→ **Records from a data collection**
★ ★ ★ ★ ★
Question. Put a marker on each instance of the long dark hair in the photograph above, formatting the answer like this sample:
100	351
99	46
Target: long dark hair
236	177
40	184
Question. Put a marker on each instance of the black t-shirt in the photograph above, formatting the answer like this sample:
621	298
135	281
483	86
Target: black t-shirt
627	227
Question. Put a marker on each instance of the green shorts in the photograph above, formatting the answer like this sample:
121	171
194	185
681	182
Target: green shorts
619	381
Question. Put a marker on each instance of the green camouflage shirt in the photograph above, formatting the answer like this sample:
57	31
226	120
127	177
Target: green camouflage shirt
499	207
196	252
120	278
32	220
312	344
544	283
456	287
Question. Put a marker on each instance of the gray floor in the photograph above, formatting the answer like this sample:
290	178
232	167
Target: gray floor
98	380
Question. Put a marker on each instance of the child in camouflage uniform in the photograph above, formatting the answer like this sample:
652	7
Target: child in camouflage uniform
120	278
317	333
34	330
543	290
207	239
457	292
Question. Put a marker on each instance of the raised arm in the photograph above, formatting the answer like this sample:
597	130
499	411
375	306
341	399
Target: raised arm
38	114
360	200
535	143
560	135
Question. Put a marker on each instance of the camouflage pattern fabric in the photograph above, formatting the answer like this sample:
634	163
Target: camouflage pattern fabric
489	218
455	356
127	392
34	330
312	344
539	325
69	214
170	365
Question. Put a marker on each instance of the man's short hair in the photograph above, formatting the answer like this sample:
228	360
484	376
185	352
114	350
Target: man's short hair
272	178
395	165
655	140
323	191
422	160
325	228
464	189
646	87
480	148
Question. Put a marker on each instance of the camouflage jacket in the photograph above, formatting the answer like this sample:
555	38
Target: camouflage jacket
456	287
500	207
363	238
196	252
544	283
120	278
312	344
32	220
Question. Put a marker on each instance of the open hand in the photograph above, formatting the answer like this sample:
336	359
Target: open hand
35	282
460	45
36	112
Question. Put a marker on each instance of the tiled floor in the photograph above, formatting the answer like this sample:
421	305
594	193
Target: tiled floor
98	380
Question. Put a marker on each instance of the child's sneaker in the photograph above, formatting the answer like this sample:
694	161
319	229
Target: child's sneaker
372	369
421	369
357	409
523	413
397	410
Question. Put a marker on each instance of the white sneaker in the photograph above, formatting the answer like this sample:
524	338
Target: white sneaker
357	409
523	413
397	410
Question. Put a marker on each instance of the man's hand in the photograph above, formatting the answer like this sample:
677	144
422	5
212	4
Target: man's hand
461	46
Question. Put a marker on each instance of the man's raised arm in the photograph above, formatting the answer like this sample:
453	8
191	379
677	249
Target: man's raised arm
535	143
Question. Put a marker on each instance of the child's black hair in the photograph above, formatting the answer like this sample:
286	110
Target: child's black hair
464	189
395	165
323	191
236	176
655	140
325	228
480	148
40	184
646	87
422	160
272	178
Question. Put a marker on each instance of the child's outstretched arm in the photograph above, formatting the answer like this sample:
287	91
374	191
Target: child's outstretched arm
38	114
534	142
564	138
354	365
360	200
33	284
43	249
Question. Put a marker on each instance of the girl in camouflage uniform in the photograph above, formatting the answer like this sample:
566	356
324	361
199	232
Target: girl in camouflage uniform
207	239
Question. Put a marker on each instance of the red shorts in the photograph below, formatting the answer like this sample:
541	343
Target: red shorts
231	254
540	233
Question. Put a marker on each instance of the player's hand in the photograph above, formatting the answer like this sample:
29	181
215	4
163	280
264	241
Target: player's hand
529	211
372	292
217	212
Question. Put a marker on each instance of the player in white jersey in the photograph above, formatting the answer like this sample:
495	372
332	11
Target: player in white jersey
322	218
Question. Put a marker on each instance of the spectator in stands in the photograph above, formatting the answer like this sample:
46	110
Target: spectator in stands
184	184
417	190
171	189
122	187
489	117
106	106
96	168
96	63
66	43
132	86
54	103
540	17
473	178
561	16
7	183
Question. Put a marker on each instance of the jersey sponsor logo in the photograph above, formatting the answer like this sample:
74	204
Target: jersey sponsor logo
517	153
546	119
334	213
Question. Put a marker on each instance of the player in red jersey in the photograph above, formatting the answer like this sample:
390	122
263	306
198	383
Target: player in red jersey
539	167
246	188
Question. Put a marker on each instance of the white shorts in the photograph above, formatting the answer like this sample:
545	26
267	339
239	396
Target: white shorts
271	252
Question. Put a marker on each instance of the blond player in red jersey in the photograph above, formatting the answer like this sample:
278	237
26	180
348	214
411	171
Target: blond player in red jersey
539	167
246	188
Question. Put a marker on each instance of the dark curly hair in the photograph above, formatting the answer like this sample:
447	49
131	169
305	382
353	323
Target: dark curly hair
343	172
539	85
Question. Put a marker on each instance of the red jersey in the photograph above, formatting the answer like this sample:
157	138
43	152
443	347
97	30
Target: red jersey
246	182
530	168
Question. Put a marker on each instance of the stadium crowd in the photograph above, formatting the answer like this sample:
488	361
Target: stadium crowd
★ ★ ★ ★ ★
Copy every line verbatim.

Question. Put a marker on each instance of the long dark hair in the photograph above, formatting the answer like this sample:
100	351
99	46
Target: long dark hair
236	177
40	184
Question. Put a marker on each instance of the black t-shirt in the photograph above, formatting the answer like this sample:
621	298
135	281
483	86
Target: black t-shirt
627	227
Question. Put a marker on each instance of the green shorts in the photograph above, formatting the answer like this sample:
121	171
194	185
681	182
Target: green shorts
619	381
Question. Put a marker on each instance of the green camouflage shirt in the photograph above, formatting the answer like this sample:
57	31
226	120
127	177
Target: green camouflage shirt
499	207
196	252
120	278
32	220
312	344
544	283
456	287
Question. Put a marker on each instance of the gray floor in the photograph above, formatting the answer like this sample:
290	178
232	167
Target: gray floor
98	380
Question. Put a marker on each instance of the child in camouflage uniform in the photograph above, formatting the answer like this sample:
652	7
Target: child in camouflage uniform
120	278
317	333
34	330
543	290
207	239
457	292
Question. Put a marker on each instance of the raised arm in the photograph above, formatting the answer like this sample:
597	130
499	411
375	306
341	399
Target: raised arm
38	114
360	200
535	143
560	135
Question. Put a marker on each instance of the camouflage pattern fabric in the photograph above, formatting the answer like this sample:
634	163
Target: camouflage pattern fabric
489	218
455	356
127	392
34	330
312	344
539	325
69	214
170	365
Question. Put a marker on each instance of the man's short hair in the photograph above, formatting the answer like this sample:
228	360
484	376
185	352
114	350
Target: man's short hair
272	178
395	165
655	140
323	191
422	160
325	228
464	189
646	87
480	148
Question. Put a marker on each instance of the camouflage jacket in the photograph above, formatting the answer like this sample:
555	38
Target: camouflage jacket
456	287
500	207
363	238
196	252
544	283
120	278
312	344
32	220
Question. Put a marker on each instance of the open hand in the photograph above, formatting the answer like this sample:
336	359
Target: open hand
35	282
460	45
36	112
Question. Put a marker on each instance of the tiled floor in the photograph above, formatting the answer like this sample:
421	305
594	193
Target: tiled floor
98	380
Question. Put a marker on each instance of the child's sneaker in the photograph above, formatting the answer like this sample:
694	161
319	229
Target: child's sneaker
372	369
421	369
357	409
523	413
397	410
Question. Put a marker on each instance of the white sneaker in the photograph above, formatting the answer like this sample:
524	338
Target: white sneaker
357	409
523	413
397	410
Question. Put a marker on each instance of the man's hand in the photograph above, formatting the answer like this sample:
677	144
422	5
212	4
Target: man's hand
461	46
Question. Put a marker on each instance of the man's raised arm in the photograph above, formatting the answer like this sample:
453	8
191	379
677	249
Target: man's raised arm
535	143
Question. Put a marker on each instance of the child's black hair in the photograph above, formatting the answer like this sample:
286	110
Target: child's black hair
464	189
395	165
323	191
236	176
655	140
325	228
480	148
40	184
646	87
422	160
272	178
Question. Put a marker on each instance of the child's outstretched arm in the photograph above, formatting the answer like this sample:
287	91
374	191
Target: child's outstretched arm
38	114
534	142
564	138
354	365
360	200
33	284
43	249
Question. Put a marker on each instance of the girl in camouflage uniform in the photograph above, formatting the answer like this sample:
566	356
324	361
199	232
Target: girl in camouflage uniform
207	239
Question. Put a marker on each instance of the red shorts in the photograph below, formatting the answer like this sample:
541	343
Target: red shorts
231	254
540	233
Question. Put a marker on each instance of the player's hand in the photograph above, formatting the answer like this sample:
29	181
215	4
163	280
264	241
Target: player's hand
529	211
372	292
217	212
Question. Put a marker on each instance of the player in white jersey in the photograph above, formatting the answer like this sample:
495	372
332	11
Target: player in white jersey
322	218
Question. Put a marker on each instance of the spectator in stands in the photograph above, formatting the answer like this sample:
46	110
Target: spectator in stands
184	184
417	190
171	189
122	187
489	117
106	106
96	168
96	63
66	43
132	86
54	103
540	17
473	178
561	16
7	183
Question. Put a marker on each instance of the jersey sponsor logo in the photograph above, formatting the answer like this sample:
74	204
Target: jersey sponsor logo
517	153
546	119
334	213
Question. Put a marker on each instance of the player in red jersey in the photograph above, formatting the answer like this sample:
390	122
263	306
198	383
Target: player in red jersey
539	167
246	188
Question. Put a marker on each instance of the white shorts in the photograph above, formatting the answer like this sample:
545	26
267	339
239	396
Target: white shorts
271	252
Question. Put a marker on each instance of the blond player in red jersey in the photograph above, formatting the answer like this sample:
278	237
26	180
348	214
411	171
Target: blond player in red jersey
539	167
246	188
Question. Put a marker on each instance of the dark curly hair in the photograph above, formatting the answer like this sample:
447	49
131	169
305	382
353	323
Target: dark curly hair
343	172
539	85
Question. Put a marker on each instance of the red jersey in the photograph above, formatting the answer like this sample:
157	138
43	152
443	347
97	30
Target: red jersey
246	182
530	168
Question. Put a marker on each instance of the stadium crowd in the photograph above, formatting the answer like this sample:
488	361
Target: stadium crowd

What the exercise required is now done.